Supplied records
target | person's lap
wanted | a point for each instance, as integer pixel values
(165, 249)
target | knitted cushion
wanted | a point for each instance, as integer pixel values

Work required
Work out the number of lines in the records that contain the string "target". Nothing but that number should be sent back.

Answer to the exercise
2